## [CONSIGNE]
Restituez fidèlement le passage du texte ci-dessous sur le dépérissement de l'abeille domestique, de « Une alimentation réduite » à « quantité du nectar. ».

## [TEXTE FOURNI]
————

Abeille domestique : un dépérissement aux multiples causes
Yves Le Conte , Michel Pitrat
Les pesticides, en particulier les insecticides.
L’industrie chimique a mis à la disposition des agriculteurs des produits qui sont utilisés pour lutter contre les insectes ennemis des cultures : depuis la nicotine utilisée dans la première moitié du XXème siècle, jusqu’aux néonicotinoïdes (Gaucho®, Cruiser®) et phénylpyrazolés (Régent®) plus récents en passant par les organochlorés (DDT), les organophosphorés (parathion), les carbamates (carbaryl), les pyréthrinoïdes de synthèse (deltaméthrine). D’après un décret de 1976 « sont présumés dangereux pour les abeilles tous les insecticides, à l’exception de ceux qui portent sur leur emballage la mention “non dangereux pour les abeilles” ». Les insecticides peuvent se trouver non seulement sur les cultures traitées mais aussi dans le sol, dans l’air et dans les eaux. Ainsi, différents insecticides peuvent être présents dans le pollen, la cire, le miel ou les abeilles vivantes.
Maladies, parasites et prédateurs
Un acarien présent en France depuis une trentaine d’années, Varroa destructor, cause des pertes importantes et nécessite des méthodes de lutte. Il ne peut pas être tenu comme seul responsable de l’effondrement des colonies. Des champignons unicellulaires (Nosema), des bactéries (loque européenne, loque américaine) et de nombreux virus pouvant affaiblir les abeilles ont été identifiés en France et dans le monde. D’autres insectes peuvent s’attaquer aux abeilles. Le frelon asiatique (Vespa velutina), présent depuis quelques années en France, est un prédateur direct des ouvrières. Le petit coléoptère des ruches (Aethina tumida), pas encore présent en France, se nourrit de miel, de pollen et de couvain à l’intérieur de la ruche.
Une alimentation réduite
Les modifications des paysages agricoles et forestiers au cours des cinquante dernières années ont pu avoir des répercussions sur la santé des abeilles. La très forte diminution des haies et l’augmentation de taille des parcelles cultivées de manière homogène ont réduit la diversité de leur alimentation. Il a été montré que des abeilles nourries avec du pollen de plusieurs espèces végétales se défendaient mieux contre les maladies que lorsqu’elles étaient nourries avec du pollen d’une seule espèce comme le tournesol ou le colza. Par ailleurs, il n’y a pas de sélection des variétés pour la qualité et la quantité du nectar.
Des races menacées
Il existe en Europe plusieurs races ou sous-espèces d’abeilles qui sont adaptées aux conditions locales (longueur et rigueur de l’hiver, précocité ou tardiveté des floraisons et des miellées), ce qui se traduit par des aptitudes particulières d’accumulation de provisions, d’essaimage, d’agressivité… L’abeille jaune italienne (sous-espèce ligustica) ou ses hybrides est aujourd’hui la plus répandue mais n’est pas forcément la mieux adaptée. Les abeilles noires locales sont menacées de disparition.

————

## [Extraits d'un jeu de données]
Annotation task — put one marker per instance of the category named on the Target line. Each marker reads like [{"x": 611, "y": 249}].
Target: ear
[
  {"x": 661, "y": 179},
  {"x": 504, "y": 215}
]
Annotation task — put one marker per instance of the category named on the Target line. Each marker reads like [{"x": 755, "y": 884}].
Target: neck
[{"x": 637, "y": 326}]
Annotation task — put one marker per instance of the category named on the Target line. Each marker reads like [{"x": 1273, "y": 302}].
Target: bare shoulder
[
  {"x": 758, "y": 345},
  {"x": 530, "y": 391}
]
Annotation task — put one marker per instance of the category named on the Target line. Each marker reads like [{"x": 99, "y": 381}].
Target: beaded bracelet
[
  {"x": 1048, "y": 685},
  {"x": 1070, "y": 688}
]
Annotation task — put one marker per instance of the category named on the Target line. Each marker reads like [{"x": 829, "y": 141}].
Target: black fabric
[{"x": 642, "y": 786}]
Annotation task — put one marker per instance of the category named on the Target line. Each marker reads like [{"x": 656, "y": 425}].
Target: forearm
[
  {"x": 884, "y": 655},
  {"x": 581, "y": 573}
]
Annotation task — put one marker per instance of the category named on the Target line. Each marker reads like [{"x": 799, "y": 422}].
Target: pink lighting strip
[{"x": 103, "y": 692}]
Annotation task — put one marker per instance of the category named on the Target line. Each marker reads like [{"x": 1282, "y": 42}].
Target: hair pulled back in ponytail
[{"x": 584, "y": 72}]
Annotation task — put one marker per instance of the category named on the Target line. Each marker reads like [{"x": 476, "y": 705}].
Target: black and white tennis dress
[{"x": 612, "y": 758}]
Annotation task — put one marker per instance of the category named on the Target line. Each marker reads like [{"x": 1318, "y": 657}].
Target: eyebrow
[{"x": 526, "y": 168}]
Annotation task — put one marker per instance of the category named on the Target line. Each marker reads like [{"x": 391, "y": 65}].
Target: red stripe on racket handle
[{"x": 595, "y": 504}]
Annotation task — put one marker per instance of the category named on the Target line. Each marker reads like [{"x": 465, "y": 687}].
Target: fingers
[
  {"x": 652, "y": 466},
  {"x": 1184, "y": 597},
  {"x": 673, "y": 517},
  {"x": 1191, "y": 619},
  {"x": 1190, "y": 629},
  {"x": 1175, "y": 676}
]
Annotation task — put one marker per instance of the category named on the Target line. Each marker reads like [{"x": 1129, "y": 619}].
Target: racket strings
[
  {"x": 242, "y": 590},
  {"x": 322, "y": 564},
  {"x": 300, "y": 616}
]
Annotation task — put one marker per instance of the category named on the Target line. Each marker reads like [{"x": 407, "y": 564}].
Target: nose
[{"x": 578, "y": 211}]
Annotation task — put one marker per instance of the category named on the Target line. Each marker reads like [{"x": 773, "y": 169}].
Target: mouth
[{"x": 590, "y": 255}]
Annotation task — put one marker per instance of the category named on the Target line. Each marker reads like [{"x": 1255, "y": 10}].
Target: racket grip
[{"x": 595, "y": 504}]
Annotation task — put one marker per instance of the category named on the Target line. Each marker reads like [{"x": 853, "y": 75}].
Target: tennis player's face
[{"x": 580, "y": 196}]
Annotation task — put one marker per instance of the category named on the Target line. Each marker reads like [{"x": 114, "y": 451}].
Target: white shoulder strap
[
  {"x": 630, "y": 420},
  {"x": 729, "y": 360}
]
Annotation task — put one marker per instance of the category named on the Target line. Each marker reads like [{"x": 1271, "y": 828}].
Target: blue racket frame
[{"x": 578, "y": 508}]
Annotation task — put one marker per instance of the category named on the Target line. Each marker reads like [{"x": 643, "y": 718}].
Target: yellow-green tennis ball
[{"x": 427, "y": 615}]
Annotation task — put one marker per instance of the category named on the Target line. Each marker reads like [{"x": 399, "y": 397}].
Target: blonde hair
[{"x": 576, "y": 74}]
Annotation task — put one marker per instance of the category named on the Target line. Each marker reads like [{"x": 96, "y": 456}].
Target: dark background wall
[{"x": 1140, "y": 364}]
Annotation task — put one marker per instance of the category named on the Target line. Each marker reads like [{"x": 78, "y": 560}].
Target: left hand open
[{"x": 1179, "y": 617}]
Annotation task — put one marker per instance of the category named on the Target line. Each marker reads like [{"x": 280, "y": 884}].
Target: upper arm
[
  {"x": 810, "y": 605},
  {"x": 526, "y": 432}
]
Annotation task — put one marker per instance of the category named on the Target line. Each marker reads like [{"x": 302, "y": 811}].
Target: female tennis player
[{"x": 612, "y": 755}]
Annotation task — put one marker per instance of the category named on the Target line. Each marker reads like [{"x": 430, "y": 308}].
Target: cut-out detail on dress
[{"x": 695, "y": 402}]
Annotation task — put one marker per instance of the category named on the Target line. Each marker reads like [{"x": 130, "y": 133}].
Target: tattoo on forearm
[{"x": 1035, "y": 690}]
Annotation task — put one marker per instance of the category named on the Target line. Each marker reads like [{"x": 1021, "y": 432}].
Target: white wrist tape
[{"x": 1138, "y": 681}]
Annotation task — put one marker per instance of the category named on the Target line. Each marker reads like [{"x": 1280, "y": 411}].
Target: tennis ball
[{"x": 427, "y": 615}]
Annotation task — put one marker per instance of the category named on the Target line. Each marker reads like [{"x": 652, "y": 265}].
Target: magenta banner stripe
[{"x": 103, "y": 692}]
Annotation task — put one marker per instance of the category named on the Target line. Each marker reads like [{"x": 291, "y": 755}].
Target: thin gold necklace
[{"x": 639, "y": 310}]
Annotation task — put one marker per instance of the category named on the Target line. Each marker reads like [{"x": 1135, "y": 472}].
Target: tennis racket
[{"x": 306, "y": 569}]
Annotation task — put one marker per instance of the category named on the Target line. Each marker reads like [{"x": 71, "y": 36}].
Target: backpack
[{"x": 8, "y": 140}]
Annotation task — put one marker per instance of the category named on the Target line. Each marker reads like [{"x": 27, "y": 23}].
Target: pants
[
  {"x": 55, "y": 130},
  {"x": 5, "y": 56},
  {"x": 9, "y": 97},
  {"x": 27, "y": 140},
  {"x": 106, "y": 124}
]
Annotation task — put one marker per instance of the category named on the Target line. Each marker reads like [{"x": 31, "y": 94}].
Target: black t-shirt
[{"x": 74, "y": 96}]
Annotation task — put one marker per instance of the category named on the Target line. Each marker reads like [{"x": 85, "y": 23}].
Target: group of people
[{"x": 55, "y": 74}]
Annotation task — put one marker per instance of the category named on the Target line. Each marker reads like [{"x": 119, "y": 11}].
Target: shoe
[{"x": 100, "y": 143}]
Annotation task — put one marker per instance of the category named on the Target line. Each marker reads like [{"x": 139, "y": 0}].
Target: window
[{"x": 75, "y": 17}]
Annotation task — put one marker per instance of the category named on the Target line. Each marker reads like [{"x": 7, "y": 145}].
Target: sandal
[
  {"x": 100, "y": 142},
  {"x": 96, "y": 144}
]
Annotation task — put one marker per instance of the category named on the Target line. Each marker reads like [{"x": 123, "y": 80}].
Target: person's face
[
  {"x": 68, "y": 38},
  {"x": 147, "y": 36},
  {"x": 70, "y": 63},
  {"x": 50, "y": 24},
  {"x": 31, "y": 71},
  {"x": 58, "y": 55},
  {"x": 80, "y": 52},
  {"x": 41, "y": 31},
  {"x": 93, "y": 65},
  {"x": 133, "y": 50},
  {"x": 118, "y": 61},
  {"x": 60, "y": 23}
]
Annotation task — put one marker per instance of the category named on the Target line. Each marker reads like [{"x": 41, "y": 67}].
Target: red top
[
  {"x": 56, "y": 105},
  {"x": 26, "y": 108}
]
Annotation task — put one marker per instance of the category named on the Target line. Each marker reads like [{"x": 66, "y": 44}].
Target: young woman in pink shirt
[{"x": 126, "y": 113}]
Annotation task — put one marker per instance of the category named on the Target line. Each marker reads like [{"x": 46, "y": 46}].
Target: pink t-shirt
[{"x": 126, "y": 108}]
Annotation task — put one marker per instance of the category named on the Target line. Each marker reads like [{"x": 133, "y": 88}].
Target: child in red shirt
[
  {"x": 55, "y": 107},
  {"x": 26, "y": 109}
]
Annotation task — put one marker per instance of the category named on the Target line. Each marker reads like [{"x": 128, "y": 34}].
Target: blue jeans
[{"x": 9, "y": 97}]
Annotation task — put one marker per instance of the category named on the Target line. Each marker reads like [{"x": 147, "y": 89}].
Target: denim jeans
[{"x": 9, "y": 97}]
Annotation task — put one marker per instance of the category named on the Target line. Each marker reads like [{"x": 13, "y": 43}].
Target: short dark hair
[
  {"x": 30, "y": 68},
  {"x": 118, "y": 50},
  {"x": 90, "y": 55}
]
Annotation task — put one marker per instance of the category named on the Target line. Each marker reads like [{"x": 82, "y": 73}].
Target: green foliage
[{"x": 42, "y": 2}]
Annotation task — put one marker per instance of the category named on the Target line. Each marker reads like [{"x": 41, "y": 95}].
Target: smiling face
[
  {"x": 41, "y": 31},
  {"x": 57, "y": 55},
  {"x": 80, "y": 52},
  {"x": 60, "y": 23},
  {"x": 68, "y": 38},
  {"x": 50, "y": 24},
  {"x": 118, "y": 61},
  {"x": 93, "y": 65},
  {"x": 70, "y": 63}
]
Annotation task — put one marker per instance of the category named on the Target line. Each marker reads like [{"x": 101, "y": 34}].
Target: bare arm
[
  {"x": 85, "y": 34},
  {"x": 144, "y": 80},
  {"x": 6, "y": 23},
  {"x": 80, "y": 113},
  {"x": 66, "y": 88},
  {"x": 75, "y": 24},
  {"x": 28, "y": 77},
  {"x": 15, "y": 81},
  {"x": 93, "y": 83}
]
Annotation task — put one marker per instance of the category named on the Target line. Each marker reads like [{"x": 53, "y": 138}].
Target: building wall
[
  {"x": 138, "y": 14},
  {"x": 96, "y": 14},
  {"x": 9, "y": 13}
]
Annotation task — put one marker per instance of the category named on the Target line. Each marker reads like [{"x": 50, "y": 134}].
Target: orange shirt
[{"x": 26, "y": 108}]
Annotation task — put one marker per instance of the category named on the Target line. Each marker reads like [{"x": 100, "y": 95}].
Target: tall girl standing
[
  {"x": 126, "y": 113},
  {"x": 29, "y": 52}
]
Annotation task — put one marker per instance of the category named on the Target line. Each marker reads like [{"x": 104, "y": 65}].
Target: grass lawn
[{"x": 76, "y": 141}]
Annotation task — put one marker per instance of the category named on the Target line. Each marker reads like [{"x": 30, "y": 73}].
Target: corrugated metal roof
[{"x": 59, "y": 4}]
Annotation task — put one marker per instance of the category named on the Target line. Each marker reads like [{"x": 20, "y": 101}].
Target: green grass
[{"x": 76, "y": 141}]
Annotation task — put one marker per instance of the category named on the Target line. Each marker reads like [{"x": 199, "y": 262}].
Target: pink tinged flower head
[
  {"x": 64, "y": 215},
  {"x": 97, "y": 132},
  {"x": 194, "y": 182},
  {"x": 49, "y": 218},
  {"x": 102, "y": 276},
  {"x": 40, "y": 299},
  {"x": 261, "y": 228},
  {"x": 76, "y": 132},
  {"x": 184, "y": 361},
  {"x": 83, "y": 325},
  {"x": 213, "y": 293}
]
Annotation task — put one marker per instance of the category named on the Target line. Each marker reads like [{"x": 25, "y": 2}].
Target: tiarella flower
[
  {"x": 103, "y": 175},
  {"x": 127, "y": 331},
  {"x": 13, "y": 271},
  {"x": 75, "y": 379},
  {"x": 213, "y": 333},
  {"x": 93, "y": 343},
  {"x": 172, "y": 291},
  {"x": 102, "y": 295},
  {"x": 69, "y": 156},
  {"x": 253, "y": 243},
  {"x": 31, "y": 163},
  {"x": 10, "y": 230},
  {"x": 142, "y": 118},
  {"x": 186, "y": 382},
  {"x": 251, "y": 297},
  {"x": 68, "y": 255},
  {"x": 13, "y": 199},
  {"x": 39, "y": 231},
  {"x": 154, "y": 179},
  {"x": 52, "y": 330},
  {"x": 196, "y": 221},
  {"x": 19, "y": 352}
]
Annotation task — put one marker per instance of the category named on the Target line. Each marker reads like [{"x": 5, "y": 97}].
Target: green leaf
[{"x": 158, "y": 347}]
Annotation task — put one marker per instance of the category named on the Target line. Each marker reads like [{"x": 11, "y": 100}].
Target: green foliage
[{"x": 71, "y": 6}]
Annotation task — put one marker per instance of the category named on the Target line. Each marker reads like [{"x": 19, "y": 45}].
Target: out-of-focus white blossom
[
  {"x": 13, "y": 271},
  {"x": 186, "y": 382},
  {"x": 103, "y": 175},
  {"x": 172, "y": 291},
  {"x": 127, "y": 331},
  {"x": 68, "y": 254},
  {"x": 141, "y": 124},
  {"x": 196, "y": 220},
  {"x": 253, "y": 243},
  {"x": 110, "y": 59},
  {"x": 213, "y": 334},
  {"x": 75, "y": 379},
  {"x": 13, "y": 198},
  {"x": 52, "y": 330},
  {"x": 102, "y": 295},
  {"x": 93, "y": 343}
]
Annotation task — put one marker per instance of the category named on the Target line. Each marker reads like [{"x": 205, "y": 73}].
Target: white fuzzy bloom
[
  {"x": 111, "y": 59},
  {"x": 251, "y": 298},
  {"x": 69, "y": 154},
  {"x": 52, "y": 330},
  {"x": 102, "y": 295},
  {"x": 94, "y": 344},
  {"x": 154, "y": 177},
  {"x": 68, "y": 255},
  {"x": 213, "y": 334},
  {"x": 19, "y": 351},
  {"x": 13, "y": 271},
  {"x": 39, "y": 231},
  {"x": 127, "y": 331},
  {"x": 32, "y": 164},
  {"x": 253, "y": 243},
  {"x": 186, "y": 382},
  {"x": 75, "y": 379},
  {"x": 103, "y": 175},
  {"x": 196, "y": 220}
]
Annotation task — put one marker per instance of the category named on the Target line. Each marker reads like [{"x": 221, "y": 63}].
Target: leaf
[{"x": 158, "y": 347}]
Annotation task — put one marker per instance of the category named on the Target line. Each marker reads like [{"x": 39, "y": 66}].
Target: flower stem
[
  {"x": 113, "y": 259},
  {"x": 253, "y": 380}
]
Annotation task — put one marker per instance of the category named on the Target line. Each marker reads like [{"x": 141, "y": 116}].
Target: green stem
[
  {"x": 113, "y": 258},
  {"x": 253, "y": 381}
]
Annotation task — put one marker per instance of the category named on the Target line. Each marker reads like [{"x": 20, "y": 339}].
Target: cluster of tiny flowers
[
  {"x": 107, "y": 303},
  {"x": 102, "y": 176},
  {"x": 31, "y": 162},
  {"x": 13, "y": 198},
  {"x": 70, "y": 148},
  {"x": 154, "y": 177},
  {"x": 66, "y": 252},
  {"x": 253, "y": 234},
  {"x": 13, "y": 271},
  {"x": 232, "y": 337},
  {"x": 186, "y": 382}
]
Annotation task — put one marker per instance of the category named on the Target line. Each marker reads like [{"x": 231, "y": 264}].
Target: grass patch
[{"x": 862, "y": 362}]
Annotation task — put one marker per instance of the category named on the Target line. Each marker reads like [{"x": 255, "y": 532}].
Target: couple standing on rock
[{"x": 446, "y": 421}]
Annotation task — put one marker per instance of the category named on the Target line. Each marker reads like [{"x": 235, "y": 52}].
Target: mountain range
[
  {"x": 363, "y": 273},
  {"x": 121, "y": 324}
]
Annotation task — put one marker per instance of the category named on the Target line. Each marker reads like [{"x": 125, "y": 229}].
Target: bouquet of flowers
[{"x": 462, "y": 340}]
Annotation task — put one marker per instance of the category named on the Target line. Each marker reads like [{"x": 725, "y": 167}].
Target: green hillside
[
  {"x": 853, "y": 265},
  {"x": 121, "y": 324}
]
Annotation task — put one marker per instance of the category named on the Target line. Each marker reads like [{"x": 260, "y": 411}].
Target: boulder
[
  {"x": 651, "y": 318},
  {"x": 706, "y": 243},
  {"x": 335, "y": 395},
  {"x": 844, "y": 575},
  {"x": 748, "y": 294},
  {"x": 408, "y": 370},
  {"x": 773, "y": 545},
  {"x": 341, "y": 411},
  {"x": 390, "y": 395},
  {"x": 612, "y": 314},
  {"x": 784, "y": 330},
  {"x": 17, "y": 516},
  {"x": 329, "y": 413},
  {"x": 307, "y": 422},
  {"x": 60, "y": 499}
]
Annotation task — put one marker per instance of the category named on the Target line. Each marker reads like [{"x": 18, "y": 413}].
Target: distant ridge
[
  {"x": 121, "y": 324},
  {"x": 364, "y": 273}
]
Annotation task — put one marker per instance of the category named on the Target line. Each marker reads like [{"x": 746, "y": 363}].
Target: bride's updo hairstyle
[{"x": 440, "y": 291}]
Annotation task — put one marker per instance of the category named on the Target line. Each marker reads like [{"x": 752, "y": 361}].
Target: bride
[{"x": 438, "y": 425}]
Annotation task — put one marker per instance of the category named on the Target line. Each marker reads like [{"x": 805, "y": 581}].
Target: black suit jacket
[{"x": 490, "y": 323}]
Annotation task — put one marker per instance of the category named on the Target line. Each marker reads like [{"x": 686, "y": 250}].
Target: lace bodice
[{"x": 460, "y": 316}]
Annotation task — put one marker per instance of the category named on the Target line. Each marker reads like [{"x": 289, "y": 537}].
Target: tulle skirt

————

## [VOTRE RÉPONSE]
Une alimentation réduite
Les modifications des paysages agricoles et forestiers au cours des cinquante dernières années ont pu avoir des répercussions sur la santé des abeilles. La très forte diminution des haies et l’augmentation de taille des parcelles cultivées de manière homogène ont réduit la diversité de leur alimentation. Il a été montré que des abeilles nourries avec du pollen de plusieurs espèces végétales se défendaient mieux contre les maladies que lorsqu’elles étaient nourries avec du pollen d’une seule espèce comme le tournesol ou le colza. Par ailleurs, il n’y a pas de sélection des variétés pour la qualité et la quantité du nectar.